> **LISTED ENTRIES**
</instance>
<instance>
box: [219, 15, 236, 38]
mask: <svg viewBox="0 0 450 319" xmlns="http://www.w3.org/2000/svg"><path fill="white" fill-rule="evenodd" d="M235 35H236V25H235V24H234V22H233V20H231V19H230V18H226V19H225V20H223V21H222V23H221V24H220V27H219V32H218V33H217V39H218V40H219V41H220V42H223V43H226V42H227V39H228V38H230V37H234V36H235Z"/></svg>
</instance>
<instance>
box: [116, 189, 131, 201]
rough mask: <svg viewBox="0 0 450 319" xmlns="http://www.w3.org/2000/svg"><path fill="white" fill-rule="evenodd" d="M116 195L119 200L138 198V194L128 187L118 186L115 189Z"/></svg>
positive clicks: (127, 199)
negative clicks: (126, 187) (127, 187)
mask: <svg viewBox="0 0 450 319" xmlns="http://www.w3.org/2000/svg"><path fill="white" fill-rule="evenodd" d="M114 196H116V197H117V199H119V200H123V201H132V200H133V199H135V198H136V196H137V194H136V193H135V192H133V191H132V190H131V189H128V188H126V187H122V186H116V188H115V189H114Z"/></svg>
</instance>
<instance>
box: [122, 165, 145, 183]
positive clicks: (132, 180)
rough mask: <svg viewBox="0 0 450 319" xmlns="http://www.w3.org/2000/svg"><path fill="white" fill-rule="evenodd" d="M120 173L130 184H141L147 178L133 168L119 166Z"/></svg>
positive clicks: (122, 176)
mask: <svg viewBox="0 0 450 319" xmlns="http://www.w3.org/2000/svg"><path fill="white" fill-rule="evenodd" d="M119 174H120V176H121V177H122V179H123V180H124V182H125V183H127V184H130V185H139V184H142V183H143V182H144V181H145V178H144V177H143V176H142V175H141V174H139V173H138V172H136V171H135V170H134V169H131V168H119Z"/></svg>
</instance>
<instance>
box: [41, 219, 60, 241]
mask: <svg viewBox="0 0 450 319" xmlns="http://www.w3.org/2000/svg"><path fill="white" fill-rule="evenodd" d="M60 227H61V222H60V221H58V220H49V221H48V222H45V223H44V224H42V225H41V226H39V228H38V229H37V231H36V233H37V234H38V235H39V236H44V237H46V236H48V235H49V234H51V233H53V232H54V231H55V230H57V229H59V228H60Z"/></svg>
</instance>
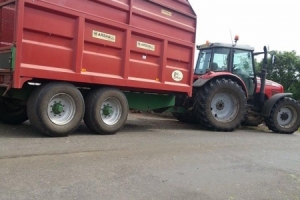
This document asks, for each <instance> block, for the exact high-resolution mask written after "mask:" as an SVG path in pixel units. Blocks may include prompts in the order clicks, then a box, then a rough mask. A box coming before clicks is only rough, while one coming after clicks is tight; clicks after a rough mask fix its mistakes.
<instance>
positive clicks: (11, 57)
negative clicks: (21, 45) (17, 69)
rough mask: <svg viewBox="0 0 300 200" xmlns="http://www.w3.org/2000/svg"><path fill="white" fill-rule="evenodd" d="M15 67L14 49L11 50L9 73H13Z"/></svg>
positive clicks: (15, 56)
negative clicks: (12, 72) (10, 59)
mask: <svg viewBox="0 0 300 200" xmlns="http://www.w3.org/2000/svg"><path fill="white" fill-rule="evenodd" d="M15 66H16V47H15V46H13V47H12V48H11V71H15Z"/></svg>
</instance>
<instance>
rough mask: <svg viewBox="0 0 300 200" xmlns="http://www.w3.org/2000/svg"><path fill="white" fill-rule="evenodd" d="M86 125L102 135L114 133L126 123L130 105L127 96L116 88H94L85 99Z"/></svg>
mask: <svg viewBox="0 0 300 200" xmlns="http://www.w3.org/2000/svg"><path fill="white" fill-rule="evenodd" d="M85 104H86V112H85V115H84V122H85V124H86V126H87V127H88V128H89V129H91V130H92V131H94V132H95V133H97V134H100V135H108V134H114V133H116V132H118V131H119V130H120V129H121V128H122V127H123V126H124V124H125V122H126V120H127V117H128V111H129V106H128V102H127V98H126V96H125V95H124V94H123V92H121V91H120V90H118V89H115V88H101V89H96V90H92V91H91V92H90V93H89V94H88V95H87V97H86V99H85Z"/></svg>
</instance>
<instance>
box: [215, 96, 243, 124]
mask: <svg viewBox="0 0 300 200" xmlns="http://www.w3.org/2000/svg"><path fill="white" fill-rule="evenodd" d="M238 110H239V105H238V99H237V97H236V96H235V95H234V94H233V93H231V92H219V93H217V94H215V96H214V97H213V99H212V101H211V112H212V115H213V117H214V118H215V119H216V120H217V121H219V122H230V121H232V120H233V119H235V117H236V116H237V114H238Z"/></svg>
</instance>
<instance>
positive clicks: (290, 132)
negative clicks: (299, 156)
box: [265, 97, 300, 134]
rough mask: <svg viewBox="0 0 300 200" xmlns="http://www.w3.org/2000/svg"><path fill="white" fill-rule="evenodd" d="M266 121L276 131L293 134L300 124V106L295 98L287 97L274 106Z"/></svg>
mask: <svg viewBox="0 0 300 200" xmlns="http://www.w3.org/2000/svg"><path fill="white" fill-rule="evenodd" d="M265 122H266V125H267V127H268V128H269V129H270V130H272V131H273V132H275V133H284V134H292V133H294V132H295V131H297V130H298V128H299V126H300V106H299V105H298V103H297V101H295V100H294V99H291V98H289V97H285V98H283V99H281V100H279V101H278V102H277V103H276V104H275V105H274V106H273V108H272V110H271V114H270V116H269V117H268V118H266V120H265Z"/></svg>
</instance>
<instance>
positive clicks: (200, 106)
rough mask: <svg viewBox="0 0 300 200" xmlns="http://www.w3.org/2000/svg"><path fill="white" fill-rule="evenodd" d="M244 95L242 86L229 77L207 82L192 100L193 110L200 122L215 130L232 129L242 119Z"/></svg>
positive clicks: (244, 103)
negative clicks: (226, 78) (203, 86)
mask: <svg viewBox="0 0 300 200" xmlns="http://www.w3.org/2000/svg"><path fill="white" fill-rule="evenodd" d="M246 103H247V102H246V97H245V92H244V91H243V90H242V88H241V87H240V86H239V85H238V84H237V83H236V82H234V81H232V80H230V79H225V78H222V79H215V80H212V81H210V82H209V83H207V84H206V85H205V86H204V87H203V89H202V90H201V92H199V93H198V94H197V96H196V98H195V101H194V112H195V115H196V116H197V120H198V122H199V123H200V124H202V125H204V126H206V127H207V128H209V129H212V130H216V131H233V130H234V129H235V128H237V127H238V126H239V125H240V124H241V122H242V121H243V120H244V117H245V114H246V107H247V106H246Z"/></svg>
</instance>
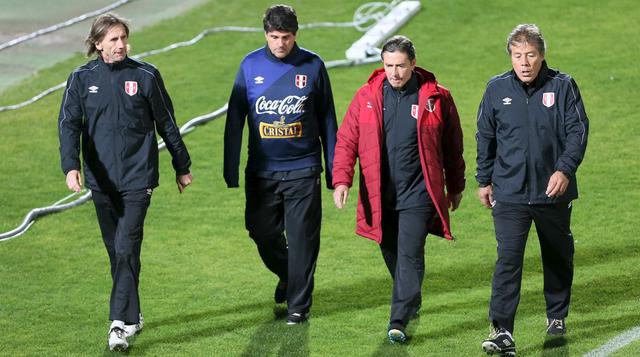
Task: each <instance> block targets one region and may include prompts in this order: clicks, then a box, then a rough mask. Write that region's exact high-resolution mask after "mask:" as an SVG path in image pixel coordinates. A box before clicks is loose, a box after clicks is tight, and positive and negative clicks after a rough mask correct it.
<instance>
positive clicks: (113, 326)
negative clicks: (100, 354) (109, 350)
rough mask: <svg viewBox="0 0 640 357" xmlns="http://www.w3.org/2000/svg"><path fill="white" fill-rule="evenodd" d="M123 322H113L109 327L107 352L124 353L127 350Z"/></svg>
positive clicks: (123, 322)
mask: <svg viewBox="0 0 640 357" xmlns="http://www.w3.org/2000/svg"><path fill="white" fill-rule="evenodd" d="M124 329H125V325H124V322H123V321H120V320H114V321H113V322H112V323H111V327H109V350H111V351H126V350H127V348H129V342H127V335H126V332H125V330H124Z"/></svg>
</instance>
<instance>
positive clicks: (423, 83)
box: [367, 66, 438, 96]
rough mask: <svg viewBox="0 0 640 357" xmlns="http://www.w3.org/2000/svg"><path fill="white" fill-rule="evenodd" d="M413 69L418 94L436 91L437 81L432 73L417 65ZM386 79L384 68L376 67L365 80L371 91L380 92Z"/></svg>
mask: <svg viewBox="0 0 640 357" xmlns="http://www.w3.org/2000/svg"><path fill="white" fill-rule="evenodd" d="M413 71H414V73H415V75H416V79H417V80H418V88H419V93H420V95H425V94H426V95H427V96H431V95H433V94H435V93H436V92H437V91H438V82H437V81H436V77H435V76H434V75H433V73H431V72H429V71H427V70H426V69H424V68H422V67H418V66H416V67H415V68H414V70H413ZM386 79H387V75H386V74H385V73H384V68H378V69H376V70H374V71H373V73H371V75H370V76H369V79H368V80H367V84H368V85H369V86H370V87H371V89H372V90H373V91H376V92H380V93H381V91H382V85H383V83H384V81H385V80H386Z"/></svg>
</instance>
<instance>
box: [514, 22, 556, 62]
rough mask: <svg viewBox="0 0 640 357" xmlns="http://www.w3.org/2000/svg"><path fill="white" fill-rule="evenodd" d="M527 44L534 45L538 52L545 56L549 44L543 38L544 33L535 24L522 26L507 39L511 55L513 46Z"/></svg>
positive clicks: (517, 29) (529, 24) (514, 31)
mask: <svg viewBox="0 0 640 357" xmlns="http://www.w3.org/2000/svg"><path fill="white" fill-rule="evenodd" d="M526 43H528V44H531V45H534V46H535V47H536V48H537V49H538V52H540V54H541V55H542V56H544V53H545V51H546V50H547V43H546V42H545V41H544V37H542V32H540V29H539V28H538V26H536V25H535V24H520V25H518V26H516V27H515V28H514V29H513V30H512V31H511V33H510V34H509V37H507V53H508V54H509V55H511V46H515V45H520V44H526Z"/></svg>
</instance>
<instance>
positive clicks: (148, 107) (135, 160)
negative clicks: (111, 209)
mask: <svg viewBox="0 0 640 357" xmlns="http://www.w3.org/2000/svg"><path fill="white" fill-rule="evenodd" d="M156 129H157V131H158V133H159V134H160V136H161V137H162V139H163V140H164V142H165V144H166V145H167V149H168V150H169V152H170V153H171V156H172V158H173V161H172V163H173V168H174V169H175V170H176V173H177V174H179V175H182V174H187V173H189V166H190V165H191V160H190V158H189V153H188V151H187V148H186V147H185V145H184V142H183V141H182V137H181V136H180V131H179V129H178V127H177V126H176V120H175V117H174V113H173V105H172V103H171V99H170V98H169V95H168V94H167V91H166V89H165V87H164V83H163V81H162V78H161V77H160V73H159V72H158V70H157V69H156V68H155V67H153V66H152V65H150V64H148V63H145V62H140V61H137V60H134V59H131V58H128V57H127V58H126V59H125V60H123V61H121V62H117V63H113V64H108V63H105V62H104V61H102V59H100V58H98V59H95V60H93V61H90V62H88V63H87V64H85V65H84V66H81V67H79V68H78V69H76V70H75V71H74V72H73V73H71V75H70V76H69V79H68V80H67V88H66V90H65V92H64V96H63V98H62V105H61V108H60V116H59V118H58V133H59V138H60V157H61V161H62V171H63V172H64V174H65V175H66V174H67V173H68V172H69V171H71V170H80V140H81V138H82V158H83V160H82V161H83V164H84V174H85V184H86V186H87V187H88V188H90V189H92V190H97V191H118V192H122V191H130V190H139V189H145V188H154V187H156V186H158V142H157V139H156V135H155V130H156Z"/></svg>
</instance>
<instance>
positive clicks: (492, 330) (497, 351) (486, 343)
mask: <svg viewBox="0 0 640 357" xmlns="http://www.w3.org/2000/svg"><path fill="white" fill-rule="evenodd" d="M482 349H483V350H484V351H485V352H486V353H487V354H490V355H492V354H499V355H500V356H515V355H516V343H515V341H514V340H513V336H511V333H509V331H507V330H506V329H504V328H497V327H494V326H493V325H491V332H490V333H489V337H488V338H487V339H486V340H484V341H482Z"/></svg>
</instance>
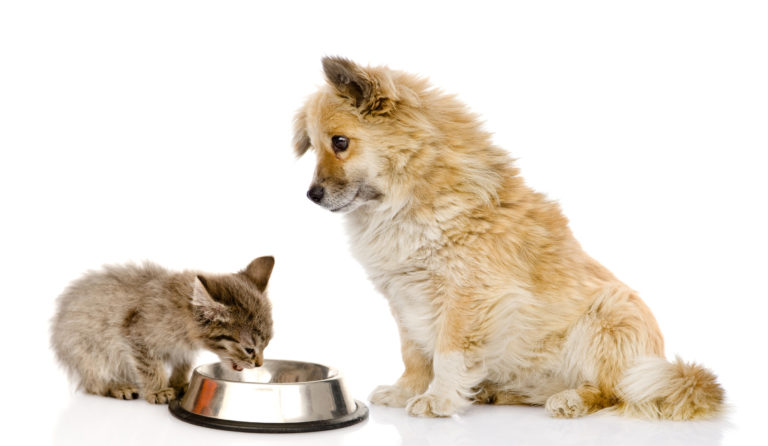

> **PROBLEM DETAILS**
Recast the entries as a numbered list with no blank lines, starting at the very beginning of the entries and ending at the line that contains "positive clicks: (127, 199)", both ends included.

> **RESPONSE TO THIS TASK**
1. </instance>
2. <instance>
3. box: [219, 15, 236, 38]
4. mask: <svg viewBox="0 0 450 319" xmlns="http://www.w3.org/2000/svg"><path fill="white" fill-rule="evenodd" d="M235 35H236V25H235V24H234V22H233V20H231V19H230V18H226V19H225V20H223V21H222V23H221V24H220V27H219V32H218V33H217V39H218V40H219V41H220V42H223V43H226V42H227V39H228V38H230V37H234V36H235Z"/></svg>
5. </instance>
6. <instance>
7. box: [116, 189, 131, 201]
8. rough mask: <svg viewBox="0 0 450 319" xmlns="http://www.w3.org/2000/svg"><path fill="white" fill-rule="evenodd" d="M116 195L119 200L138 198V194L128 187L118 186L115 189Z"/></svg>
9. positive clicks: (127, 199)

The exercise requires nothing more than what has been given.